Each line that follows is to be retyped exactly.
======== Extracted records ========
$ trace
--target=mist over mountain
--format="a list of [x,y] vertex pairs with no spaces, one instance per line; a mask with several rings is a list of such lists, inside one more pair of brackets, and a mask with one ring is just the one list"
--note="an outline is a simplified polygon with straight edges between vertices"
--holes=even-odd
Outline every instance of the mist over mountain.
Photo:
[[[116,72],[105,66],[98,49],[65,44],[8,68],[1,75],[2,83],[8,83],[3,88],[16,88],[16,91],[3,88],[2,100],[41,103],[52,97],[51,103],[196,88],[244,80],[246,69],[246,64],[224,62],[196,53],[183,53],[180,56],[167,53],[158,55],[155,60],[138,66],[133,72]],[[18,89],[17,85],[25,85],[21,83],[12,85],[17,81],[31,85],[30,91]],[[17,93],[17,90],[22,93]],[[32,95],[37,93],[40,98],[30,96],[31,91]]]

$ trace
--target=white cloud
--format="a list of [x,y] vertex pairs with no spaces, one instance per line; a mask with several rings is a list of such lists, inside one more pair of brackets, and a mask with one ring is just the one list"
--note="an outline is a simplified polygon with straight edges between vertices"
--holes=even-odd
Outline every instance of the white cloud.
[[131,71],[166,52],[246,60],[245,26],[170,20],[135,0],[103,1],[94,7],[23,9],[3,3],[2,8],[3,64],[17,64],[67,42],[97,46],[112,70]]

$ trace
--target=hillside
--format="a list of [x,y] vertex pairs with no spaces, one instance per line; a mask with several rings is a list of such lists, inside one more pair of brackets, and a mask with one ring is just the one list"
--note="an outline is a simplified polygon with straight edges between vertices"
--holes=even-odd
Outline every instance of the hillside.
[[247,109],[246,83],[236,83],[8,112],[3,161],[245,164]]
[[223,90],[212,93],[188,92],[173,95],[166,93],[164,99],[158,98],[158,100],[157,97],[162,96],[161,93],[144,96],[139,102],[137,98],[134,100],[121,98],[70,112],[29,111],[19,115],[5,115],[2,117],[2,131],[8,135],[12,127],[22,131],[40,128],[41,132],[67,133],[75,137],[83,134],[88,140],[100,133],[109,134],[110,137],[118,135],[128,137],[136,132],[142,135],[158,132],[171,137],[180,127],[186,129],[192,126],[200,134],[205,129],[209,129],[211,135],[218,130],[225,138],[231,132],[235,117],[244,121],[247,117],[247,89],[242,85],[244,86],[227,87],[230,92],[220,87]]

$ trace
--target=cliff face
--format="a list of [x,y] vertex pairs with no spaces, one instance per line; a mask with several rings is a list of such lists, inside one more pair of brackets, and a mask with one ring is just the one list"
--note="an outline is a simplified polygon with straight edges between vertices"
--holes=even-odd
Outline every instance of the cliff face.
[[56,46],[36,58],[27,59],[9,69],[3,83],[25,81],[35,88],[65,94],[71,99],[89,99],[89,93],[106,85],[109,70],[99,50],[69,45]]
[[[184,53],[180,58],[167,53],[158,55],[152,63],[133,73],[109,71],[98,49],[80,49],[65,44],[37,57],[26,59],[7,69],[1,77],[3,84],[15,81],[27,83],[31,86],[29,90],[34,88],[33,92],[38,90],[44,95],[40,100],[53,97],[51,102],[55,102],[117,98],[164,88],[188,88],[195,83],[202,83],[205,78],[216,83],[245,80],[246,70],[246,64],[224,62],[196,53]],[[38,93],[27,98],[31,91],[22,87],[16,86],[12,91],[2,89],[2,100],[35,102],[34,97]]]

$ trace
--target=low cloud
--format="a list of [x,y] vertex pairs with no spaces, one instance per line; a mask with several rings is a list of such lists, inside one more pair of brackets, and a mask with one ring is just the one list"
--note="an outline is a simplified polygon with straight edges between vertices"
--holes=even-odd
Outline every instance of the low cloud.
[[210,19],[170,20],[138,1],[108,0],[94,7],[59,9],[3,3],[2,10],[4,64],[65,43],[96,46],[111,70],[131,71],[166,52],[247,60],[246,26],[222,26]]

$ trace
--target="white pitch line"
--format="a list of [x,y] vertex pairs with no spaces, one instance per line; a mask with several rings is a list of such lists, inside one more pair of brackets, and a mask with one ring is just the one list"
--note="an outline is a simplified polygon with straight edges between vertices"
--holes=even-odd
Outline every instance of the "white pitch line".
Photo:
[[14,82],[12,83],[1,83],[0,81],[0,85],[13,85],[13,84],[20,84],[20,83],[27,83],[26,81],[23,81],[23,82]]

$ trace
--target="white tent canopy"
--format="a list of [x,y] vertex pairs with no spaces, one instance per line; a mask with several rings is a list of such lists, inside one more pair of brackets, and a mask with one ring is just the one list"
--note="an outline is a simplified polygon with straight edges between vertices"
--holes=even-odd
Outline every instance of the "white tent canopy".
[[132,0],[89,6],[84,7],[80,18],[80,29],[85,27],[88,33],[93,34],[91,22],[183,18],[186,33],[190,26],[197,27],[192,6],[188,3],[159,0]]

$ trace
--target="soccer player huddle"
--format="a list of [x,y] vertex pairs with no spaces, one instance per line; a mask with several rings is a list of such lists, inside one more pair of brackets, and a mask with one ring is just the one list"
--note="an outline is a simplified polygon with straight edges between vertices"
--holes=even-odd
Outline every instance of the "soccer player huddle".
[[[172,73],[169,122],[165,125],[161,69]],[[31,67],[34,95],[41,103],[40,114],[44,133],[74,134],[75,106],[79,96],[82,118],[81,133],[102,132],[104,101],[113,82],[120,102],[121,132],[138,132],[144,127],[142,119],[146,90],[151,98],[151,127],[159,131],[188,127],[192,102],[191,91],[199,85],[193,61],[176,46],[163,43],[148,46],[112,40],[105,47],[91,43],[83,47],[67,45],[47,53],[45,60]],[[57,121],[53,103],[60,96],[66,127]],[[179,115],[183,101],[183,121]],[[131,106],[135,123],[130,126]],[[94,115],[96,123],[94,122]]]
========
## Output for this exercise
$ trace
--target=mist over mountain
--format="a list of [x,y] vertex pairs with no spaces, one instance per line; a mask with several rings is a list of such lists, inside one more pair of brackets, and a mask with one ring is just the one list"
--note="an outline is a simplified polygon with straight edges between vertices"
--holes=even-odd
Outline every instance of the mist over mountain.
Photo:
[[[116,72],[105,66],[98,49],[65,44],[8,68],[1,75],[2,83],[8,83],[3,88],[16,88],[16,91],[3,88],[2,100],[41,103],[52,97],[51,103],[196,88],[244,80],[246,69],[246,64],[224,62],[196,53],[183,53],[180,56],[167,53],[158,55],[155,60],[138,66],[133,72]],[[18,89],[17,85],[25,85],[21,83],[12,85],[17,81],[31,85],[30,91]],[[17,93],[17,90],[22,93]],[[32,95],[37,93],[40,98],[30,96],[31,91]]]

$ trace
--target=white cloud
--format="a list of [x,y] vertex pairs with no spaces, one instance per line; a mask with several rings is a list of such lists, inside one more pair of brackets, and a mask with one ring is just the one list"
--note="an outline is a simplified polygon with straight edges between vertices"
--holes=even-odd
Outline every instance of the white cloud.
[[131,71],[166,52],[246,60],[245,26],[170,20],[135,0],[103,1],[94,7],[23,9],[3,3],[2,8],[3,64],[17,64],[67,42],[97,46],[112,70]]

$ trace
--target=hillside
--format="a list of [x,y] vertex pairs with no spaces, one instance per line; a mask with several rings is a list of such lists, inside one more pair of brackets, and a mask with one ring is just the one list"
--note="an outline is a simplified polygon with straight edges between vertices"
--holes=even-odd
Outline every instance of the hillside.
[[247,109],[246,83],[236,83],[8,112],[3,161],[245,164]]
[[223,90],[212,93],[188,92],[173,95],[166,93],[164,99],[158,98],[158,100],[157,97],[162,96],[161,93],[144,96],[139,102],[137,98],[134,100],[121,98],[70,112],[29,111],[19,115],[5,115],[2,117],[2,131],[8,135],[12,127],[22,131],[40,128],[41,132],[67,133],[75,137],[83,134],[88,140],[100,133],[109,134],[110,137],[118,135],[128,137],[136,132],[142,135],[158,132],[171,137],[180,127],[186,129],[192,126],[200,134],[205,129],[209,129],[211,135],[218,130],[225,138],[231,132],[235,117],[244,121],[247,117],[247,89],[242,85],[244,86],[227,87],[230,92],[220,87]]

$ trace
--target=cliff face
--format="a list of [x,y] vertex pairs with no spaces, one instance per line; a mask with several rings is a list of such lists, inside one more pair of brackets, and a mask with one ring is just the one list"
--note="an outline is a simplified polygon with straight edges between vertices"
--holes=even-odd
Outline every instance of the cliff face.
[[56,46],[36,58],[27,59],[9,69],[3,83],[25,81],[35,88],[65,94],[71,99],[89,99],[89,93],[106,85],[109,70],[99,50],[69,45]]
[[[184,53],[180,58],[167,53],[158,55],[152,63],[133,73],[109,71],[98,49],[80,49],[65,44],[37,57],[26,59],[7,69],[1,77],[3,84],[15,81],[27,83],[31,86],[29,90],[34,88],[33,92],[38,90],[44,95],[40,100],[53,97],[51,102],[55,102],[117,98],[164,88],[188,88],[195,83],[202,83],[205,78],[216,83],[245,80],[246,70],[246,64],[224,62],[196,53]],[[38,93],[27,98],[31,91],[22,87],[16,86],[12,91],[2,89],[2,100],[35,102],[34,97]]]

$ trace
--target=low cloud
--format="a list of [x,y] vertex pairs with no spaces, one instance per line; a mask with several rings is a list of such lists, inside one more pair of brackets, and a mask with one ring is just the one list"
--note="an outline is a simplified polygon with straight edges between vertices"
--holes=even-odd
Outline every instance of the low cloud.
[[210,19],[170,20],[138,1],[108,0],[94,7],[59,9],[3,3],[2,10],[4,64],[65,43],[96,46],[111,70],[131,71],[166,52],[247,60],[246,26],[222,26]]

$ trace
--target="white pitch line"
--format="a list of [x,y] vertex pairs with no spaces, one instance per line; a mask with several rings is a list of such lists, inside one more pair of brackets, and a mask with one ring is just the one list"
--note="an outline is a simplified polygon with straight edges between vertices"
--holes=even-odd
Outline every instance of the "white pitch line".
Photo:
[[14,82],[12,83],[1,83],[0,81],[0,85],[13,85],[13,84],[20,84],[20,83],[27,83],[26,81],[23,81],[23,82]]

$ trace
--target="white tent canopy"
--format="a list of [x,y] vertex pairs with no spaces, one instance per line; a mask with several rings is a list of such lists, inside one more pair of brackets, and a mask with one ring is just the one list"
--note="an outline is a simplified polygon with straight edges between vertices"
--holes=even-odd
Outline every instance of the "white tent canopy".
[[132,0],[89,6],[84,7],[80,18],[80,29],[85,27],[88,33],[93,34],[91,22],[183,18],[186,33],[190,26],[197,27],[192,6],[188,3],[159,0]]

$ trace
--target="soccer player huddle"
--format="a list of [x,y] vertex pairs with no spaces, one instance per line; a mask with several rings is a list of such lists, inside one more pair of brackets, and a mask with one ring is just the one list"
--note="an outline is a simplified polygon with straight edges between vertices"
--holes=even-odd
Outline every instance of the "soccer player huddle".
[[[172,73],[169,122],[165,125],[161,69]],[[31,67],[34,95],[41,103],[40,114],[44,133],[74,134],[75,106],[79,96],[82,118],[81,133],[102,132],[104,101],[113,82],[120,102],[121,132],[138,132],[144,127],[142,119],[146,90],[151,98],[151,127],[159,131],[188,127],[192,102],[191,91],[199,85],[193,61],[176,46],[163,43],[148,46],[112,40],[105,47],[91,43],[83,47],[67,45],[47,53],[45,60]],[[57,121],[53,103],[60,96],[66,127]],[[179,115],[183,101],[183,121]],[[131,106],[135,123],[130,126]],[[94,115],[96,123],[94,122]]]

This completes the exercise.